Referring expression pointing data
-- Opening Marker --
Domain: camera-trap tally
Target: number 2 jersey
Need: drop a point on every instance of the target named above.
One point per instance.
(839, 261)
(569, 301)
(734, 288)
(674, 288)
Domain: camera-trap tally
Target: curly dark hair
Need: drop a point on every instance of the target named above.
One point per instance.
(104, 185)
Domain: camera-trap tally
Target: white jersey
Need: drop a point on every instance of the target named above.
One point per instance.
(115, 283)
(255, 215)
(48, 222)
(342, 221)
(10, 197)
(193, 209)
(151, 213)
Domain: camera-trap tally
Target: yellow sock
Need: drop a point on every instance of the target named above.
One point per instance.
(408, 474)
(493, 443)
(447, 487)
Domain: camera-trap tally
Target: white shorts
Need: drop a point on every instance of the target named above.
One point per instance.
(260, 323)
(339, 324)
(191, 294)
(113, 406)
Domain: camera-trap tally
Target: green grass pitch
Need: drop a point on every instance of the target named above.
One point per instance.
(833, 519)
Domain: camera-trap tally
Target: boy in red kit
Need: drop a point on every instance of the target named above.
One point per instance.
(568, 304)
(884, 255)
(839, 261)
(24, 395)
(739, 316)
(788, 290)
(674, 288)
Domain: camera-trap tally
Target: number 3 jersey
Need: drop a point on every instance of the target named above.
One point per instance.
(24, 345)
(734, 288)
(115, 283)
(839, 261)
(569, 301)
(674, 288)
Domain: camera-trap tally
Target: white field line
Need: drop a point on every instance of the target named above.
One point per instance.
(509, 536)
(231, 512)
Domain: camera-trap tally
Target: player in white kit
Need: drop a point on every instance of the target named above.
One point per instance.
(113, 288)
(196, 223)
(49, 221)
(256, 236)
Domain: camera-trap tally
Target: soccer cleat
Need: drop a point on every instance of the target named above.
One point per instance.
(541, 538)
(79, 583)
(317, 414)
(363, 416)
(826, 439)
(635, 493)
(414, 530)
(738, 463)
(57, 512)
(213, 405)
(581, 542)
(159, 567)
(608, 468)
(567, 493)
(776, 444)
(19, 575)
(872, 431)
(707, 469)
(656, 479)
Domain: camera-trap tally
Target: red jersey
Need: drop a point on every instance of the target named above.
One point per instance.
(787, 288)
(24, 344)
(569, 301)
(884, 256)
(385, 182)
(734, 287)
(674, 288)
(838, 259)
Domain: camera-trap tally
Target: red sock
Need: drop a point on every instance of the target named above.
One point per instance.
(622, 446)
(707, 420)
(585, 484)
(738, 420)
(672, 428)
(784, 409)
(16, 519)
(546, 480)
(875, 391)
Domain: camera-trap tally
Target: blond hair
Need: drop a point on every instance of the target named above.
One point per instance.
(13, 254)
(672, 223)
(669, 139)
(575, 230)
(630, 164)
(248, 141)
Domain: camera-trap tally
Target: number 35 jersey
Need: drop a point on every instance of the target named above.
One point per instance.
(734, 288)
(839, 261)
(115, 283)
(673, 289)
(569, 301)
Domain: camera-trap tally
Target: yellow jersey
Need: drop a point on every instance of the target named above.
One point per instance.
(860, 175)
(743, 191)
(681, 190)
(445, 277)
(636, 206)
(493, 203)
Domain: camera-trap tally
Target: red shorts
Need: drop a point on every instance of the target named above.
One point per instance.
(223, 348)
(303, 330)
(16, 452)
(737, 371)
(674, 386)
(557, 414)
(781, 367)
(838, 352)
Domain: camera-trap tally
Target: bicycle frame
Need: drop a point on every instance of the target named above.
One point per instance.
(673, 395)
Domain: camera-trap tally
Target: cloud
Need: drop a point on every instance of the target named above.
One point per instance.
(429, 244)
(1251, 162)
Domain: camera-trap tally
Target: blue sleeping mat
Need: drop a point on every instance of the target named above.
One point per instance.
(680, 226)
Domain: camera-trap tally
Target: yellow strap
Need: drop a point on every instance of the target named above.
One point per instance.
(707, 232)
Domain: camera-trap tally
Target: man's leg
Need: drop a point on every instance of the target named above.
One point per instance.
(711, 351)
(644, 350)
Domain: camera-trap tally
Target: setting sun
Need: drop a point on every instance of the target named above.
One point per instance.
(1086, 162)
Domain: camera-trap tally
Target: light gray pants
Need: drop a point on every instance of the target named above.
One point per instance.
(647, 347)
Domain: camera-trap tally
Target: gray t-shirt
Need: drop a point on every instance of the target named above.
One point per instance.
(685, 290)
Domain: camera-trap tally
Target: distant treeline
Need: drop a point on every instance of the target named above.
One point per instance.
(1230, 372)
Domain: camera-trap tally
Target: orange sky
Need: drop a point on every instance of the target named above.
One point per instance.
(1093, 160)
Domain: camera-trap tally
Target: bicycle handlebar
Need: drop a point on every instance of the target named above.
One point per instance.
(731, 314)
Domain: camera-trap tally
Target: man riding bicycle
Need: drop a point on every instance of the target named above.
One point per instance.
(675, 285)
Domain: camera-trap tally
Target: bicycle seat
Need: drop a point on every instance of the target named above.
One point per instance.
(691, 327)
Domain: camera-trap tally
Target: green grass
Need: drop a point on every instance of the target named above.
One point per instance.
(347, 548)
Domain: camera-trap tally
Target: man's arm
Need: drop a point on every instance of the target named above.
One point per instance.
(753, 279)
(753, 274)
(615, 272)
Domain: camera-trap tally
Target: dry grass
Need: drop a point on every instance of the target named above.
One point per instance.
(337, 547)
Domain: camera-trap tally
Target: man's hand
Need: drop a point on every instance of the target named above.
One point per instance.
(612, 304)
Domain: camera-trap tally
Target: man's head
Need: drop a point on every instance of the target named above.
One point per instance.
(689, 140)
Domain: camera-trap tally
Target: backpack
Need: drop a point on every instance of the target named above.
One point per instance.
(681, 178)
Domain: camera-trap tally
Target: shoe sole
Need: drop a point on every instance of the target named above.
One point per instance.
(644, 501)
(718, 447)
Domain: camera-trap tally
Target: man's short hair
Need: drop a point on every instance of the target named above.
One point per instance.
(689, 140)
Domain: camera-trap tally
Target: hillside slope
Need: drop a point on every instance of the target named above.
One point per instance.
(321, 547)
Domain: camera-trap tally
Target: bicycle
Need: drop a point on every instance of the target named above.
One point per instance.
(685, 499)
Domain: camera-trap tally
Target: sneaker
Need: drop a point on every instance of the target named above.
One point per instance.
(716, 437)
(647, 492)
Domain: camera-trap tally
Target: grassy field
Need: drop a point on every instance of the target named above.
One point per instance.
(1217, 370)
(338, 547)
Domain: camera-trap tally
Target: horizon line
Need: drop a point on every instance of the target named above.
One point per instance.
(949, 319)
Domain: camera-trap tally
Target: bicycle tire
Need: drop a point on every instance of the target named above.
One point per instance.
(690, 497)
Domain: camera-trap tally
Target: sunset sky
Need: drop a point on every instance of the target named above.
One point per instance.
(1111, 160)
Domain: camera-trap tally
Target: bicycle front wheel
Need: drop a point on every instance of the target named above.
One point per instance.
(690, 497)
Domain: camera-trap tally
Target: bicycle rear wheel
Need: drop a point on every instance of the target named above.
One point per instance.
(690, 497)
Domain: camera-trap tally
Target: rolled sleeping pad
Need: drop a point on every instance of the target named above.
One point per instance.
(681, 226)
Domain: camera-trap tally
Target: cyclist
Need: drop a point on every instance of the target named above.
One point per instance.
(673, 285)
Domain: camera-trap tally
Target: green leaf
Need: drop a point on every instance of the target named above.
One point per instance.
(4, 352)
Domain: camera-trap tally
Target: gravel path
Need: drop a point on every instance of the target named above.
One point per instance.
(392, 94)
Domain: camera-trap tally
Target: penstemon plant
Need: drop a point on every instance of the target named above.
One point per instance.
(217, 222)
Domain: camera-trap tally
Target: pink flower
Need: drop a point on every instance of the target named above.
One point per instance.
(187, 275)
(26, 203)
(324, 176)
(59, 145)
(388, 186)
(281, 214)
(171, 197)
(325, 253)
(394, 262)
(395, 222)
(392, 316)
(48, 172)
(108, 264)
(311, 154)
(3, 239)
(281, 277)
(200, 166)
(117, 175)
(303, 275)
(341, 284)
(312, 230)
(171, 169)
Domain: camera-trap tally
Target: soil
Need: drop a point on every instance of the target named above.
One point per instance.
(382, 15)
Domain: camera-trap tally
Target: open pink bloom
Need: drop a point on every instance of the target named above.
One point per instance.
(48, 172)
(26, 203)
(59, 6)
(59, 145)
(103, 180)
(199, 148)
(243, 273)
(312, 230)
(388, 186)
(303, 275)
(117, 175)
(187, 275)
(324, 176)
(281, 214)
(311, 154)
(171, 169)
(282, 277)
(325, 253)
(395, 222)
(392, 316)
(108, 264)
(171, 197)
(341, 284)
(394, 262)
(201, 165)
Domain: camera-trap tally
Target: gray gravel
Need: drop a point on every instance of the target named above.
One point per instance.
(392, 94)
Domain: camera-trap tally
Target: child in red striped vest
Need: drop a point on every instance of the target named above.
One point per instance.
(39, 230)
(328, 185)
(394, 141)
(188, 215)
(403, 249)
-- Closing Marker --
• **WORK ORDER**:
Only the lines that contain the string "pink" are to be copied from the records.

• **SOLUTION TO THIS TASK**:
Target: pink flower
Target: open pink bloom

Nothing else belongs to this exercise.